[DATA SHOWN]:
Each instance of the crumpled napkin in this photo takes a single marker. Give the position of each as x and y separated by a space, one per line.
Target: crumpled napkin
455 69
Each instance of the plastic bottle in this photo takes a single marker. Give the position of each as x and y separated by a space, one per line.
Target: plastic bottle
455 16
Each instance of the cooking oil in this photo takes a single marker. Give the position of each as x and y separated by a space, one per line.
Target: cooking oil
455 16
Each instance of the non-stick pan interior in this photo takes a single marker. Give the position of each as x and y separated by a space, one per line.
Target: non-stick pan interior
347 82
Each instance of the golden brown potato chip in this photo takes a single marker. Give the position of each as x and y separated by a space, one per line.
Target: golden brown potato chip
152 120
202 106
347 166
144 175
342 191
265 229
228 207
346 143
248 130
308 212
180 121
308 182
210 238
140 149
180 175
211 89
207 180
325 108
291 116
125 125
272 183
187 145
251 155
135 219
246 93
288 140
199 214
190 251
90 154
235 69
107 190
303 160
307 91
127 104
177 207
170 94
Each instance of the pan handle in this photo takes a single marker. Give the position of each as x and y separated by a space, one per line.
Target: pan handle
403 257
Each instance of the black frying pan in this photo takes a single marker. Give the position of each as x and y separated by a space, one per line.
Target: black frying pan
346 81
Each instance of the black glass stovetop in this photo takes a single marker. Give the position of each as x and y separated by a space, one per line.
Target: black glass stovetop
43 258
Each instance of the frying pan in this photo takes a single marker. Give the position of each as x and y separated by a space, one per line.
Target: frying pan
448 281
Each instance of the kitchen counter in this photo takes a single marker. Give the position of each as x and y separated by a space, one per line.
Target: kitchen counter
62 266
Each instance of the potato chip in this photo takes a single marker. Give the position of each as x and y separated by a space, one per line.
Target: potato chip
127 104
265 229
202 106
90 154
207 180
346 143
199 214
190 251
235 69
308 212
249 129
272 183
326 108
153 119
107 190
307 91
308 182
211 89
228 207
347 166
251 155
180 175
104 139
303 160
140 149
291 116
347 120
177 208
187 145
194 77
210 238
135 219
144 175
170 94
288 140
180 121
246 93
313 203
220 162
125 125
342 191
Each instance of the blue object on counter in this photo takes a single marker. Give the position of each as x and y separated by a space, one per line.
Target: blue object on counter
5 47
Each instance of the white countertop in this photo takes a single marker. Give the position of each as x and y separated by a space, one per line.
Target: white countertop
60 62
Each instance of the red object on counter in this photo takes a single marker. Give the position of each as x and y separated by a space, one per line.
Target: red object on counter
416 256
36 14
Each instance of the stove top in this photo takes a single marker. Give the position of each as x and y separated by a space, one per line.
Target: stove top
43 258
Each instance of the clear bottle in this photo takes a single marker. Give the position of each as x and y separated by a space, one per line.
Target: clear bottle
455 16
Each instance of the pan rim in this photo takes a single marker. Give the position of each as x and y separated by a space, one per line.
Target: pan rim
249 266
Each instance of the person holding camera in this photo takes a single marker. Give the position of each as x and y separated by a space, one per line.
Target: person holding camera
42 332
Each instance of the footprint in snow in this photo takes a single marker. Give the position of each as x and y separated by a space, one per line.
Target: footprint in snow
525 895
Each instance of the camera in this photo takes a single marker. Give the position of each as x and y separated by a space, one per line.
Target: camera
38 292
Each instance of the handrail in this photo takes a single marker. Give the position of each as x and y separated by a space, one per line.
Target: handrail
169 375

[PROBLEM DESCRIPTION]: Reproduce the data exactly, altering nothing.

[RESPONSE]:
Each instance of the crumpled napkin in this photo takes a single marker. Give the position of each as x and y separated by a space, one per line.
Target: crumpled napkin
455 69
Each instance of the plastic bottle in this photo takes a single marker. Give the position of each as x and y separated by a space, one per line.
Target: plastic bottle
455 16
Each instance of the cooking oil in this photo takes a single marker. Give the position of each as x and y separated by a space, one per line.
Target: cooking oil
455 16
Each instance of the non-stick pan interior in this photo takes a single marker. Give the position of each as x and y separated by a space, one per line.
Target: non-stick pan interior
347 82
Each instance of the golden brown potato chip in this photo takes a single marker. Give the position of each as x and y separated by a space, one per line.
Target: golden brown potato chip
152 120
202 106
347 166
144 175
342 191
265 229
228 207
346 143
248 130
308 212
180 121
308 182
210 238
140 149
180 175
211 89
207 180
325 108
291 116
125 125
272 183
187 145
251 155
135 219
246 93
288 140
199 214
190 251
90 154
235 69
107 190
303 160
307 91
127 104
177 207
170 94
Each instance of the pan handle in this photo takes a single marker. Give the position of each as x and y separated by a space, one per line.
Target: pan handle
403 257
Each instance of the black frying pan in this photo takes a single marker. Give the position of each as x and y separated by a space, one per line.
Target: black frying pan
346 81
Each instance of the black glass stovetop in this photo takes a single marker. Give the position of each as x and y separated by a space, one per line.
Target: black glass stovetop
43 258
Each instance of the frying pan in this photo takes a single marker. Give the position of each as x and y separated by a space, one per line.
Target: frying pan
448 281
Each instance of the kitchen counter in this photo takes a single marker. Give the position of each as x and y separated by a space, one per line.
Target: kitchen counter
62 266
Each instance of the potato chip in this photo takes a single marker. Give the position of each as x and y separated by a space, one per line.
Target: potato chip
127 104
265 229
202 106
90 154
207 180
346 143
199 214
190 251
235 69
308 212
249 129
272 183
326 108
153 119
107 190
307 91
308 182
211 89
228 207
347 166
251 155
180 175
104 139
303 160
140 149
291 116
347 120
177 208
187 145
194 77
210 238
135 219
144 175
170 94
288 140
180 121
246 93
313 203
220 162
125 125
342 191
Each instance of the blue object on counter in this photo takes a single marker. Give the position of each as x and y separated by a space, one per line.
Target: blue object on counter
5 47
Each instance of the white countertop in this photo takes a single marker. Give the position of each as x and y separated by a space, one per line.
Target: white countertop
60 62
Each instance of the red object on counter in this photo takes a single marker. Give the position of each as x and y separated by a space, one per line.
Target: red object on counter
416 256
36 14
Each instance of the stove top in this photo takes a single marker. Give the position of each as x and y separated by a space, one per line.
Target: stove top
43 258
Each instance of the clear bottle in this photo takes a single marker. Give the position of each as x and y separated by a space, one per line.
Target: clear bottle
455 16
Each instance of the pan rim in this photo takes a single marker. Give the position of each as x and y separated by a space, one per line.
Target: pan rim
249 266
Each instance of the person holding camera in this photo takes a single marker. Give the position of each as x and y separated by a space, one per line.
Target: person holding camera
42 332
Each instance of the footprint in snow in this photo takes a single marker. Give the position of each as x and y separated by a space, one per line.
Target: footprint in snow
525 895
Each instance of the camera in this photo takes a single marker. Give the position of each as x and y separated by a space, one per line.
Target: camera
38 292
Each instance of the handrail in this photo takes a single marker. Give the position of each as x and y separated by a space, one per line.
Target: handrail
169 375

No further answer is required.